[YOUR TASK]:
Can you quote each of the records below word for word, keeping every line and character unchanged?

[MATERIAL FOR THIS TASK]:
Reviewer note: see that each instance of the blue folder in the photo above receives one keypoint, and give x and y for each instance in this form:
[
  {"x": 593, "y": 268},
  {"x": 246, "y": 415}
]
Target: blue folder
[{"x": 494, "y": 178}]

[TASK RESPONSE]:
Reviewer note: see that each instance of the blue folder in the photo above receives one keypoint, and give x and y for each instance in this form:
[
  {"x": 593, "y": 268},
  {"x": 246, "y": 415}
]
Target: blue folder
[{"x": 494, "y": 178}]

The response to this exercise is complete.